◆ **Parts of the exercise**:
1. In the text about Definitely Not The Opera, why did the show get that name?
2. Please resume the text about Definitely Not The Opera, picking up right after its last sentence.

◆ **Text shown**:
↓↓↓

Definitely Not The Opera
From 1993 to 2016, CBC Radio One aired a weekly Saturday afternoon show focusing on aspects of pop culture. There were regular contributors to the show – which was called Definitely Not The Opera (DNTO) because it aired opposite Saturday Afternoon at the Opera on CBC Stereo.
Over the early years I was asked to be a contributor to DNTO about TV shows. Recently I came across an article in Variety about The West Wing – one of the best TV shows in the past 25 years – reporting that the cast will reunite for the first time in nearly two decades.
“A West Wing Special to Benefit When We All Vote” will debut on HBO this fall. It will feature a theatrical staging of the “Hartsfield’s Landing” episode from the show’s third season . The special is meant to raise awareness for When We All Vote, a non-partisan, nonprofit organization co-chaired by Michelle Obama which was founded to increase participation in every election in America.
Checking my files, I found I had done a DNTO piece on The West Wing about the Bush Gore presidential election. It proved interesting to read the piece about The West Wing and compare it to the forthcoming election – which might be titled “The End of the World As We Know It” – (apologies to REM). With a little fine editing by my friend Kevin Burns, here is the original piece which aired on November 11, 2000.

↑↑↑

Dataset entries
↓↓↓

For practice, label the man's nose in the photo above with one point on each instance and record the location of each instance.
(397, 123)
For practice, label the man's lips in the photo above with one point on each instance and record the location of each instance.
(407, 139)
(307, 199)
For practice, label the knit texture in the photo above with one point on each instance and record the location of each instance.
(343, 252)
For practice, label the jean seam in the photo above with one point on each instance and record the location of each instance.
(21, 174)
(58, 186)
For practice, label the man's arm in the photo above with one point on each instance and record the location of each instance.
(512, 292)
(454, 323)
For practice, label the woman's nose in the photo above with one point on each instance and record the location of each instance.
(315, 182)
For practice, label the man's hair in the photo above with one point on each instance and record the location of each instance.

↑↑↑

◆ **Exercise responses**:
1. It aired opposite Saturday Afternoon at the Opera on CBC Stereo.

2.
Definitely Not The Opera – for November 11, 2020
Well, for better or for worse, the people of the United States have just elected a new president. In the infamous Gore/Bush contest, George W. Bush narrowly lost the popular vote to Al Gore but still managed to beat him in the electoral college.
One odd thing about all this is just how wrong the polls got it. Throughout the campaign the candidate leading both Bush and Gore by at least 70 points in the polls was Josiah Bartlet – a Liberal democrat.
Who’s Josiah Bartlet? If you watch any tv, you’d probably recognize the name as that of the President – played by Martin Sheen – on The West Wing -the highly praised and popular TV show about the fictional presidency of Bartlet and his hardy band of loyalists.
The key word in all this is “fictional”. In the West Wing we’ve been given a well crafted show that is a precious fantasy. A decent, funny, intellectual man runs the USA, surrounded by decent, funny, intellectual men and women.
Unfortunately this bears little resemblance to the reality that the last few years has revealed to us about the White House and the mores and morals of the President and his staff.
But this fictional aspect is part of the appeal. We know next to nothing about the real workings of the White House – few people do unless they’ve actually worked there – but we like to think that what we see in The West Wing is actually what happens in the White House. Why? Because it looks like the people there really care about the big things.
In The West Wing whole shows are dedicated to issues of capital punishment, the appointment of a supreme court justice, racial issues, and the burial of a homeless Korean war hero.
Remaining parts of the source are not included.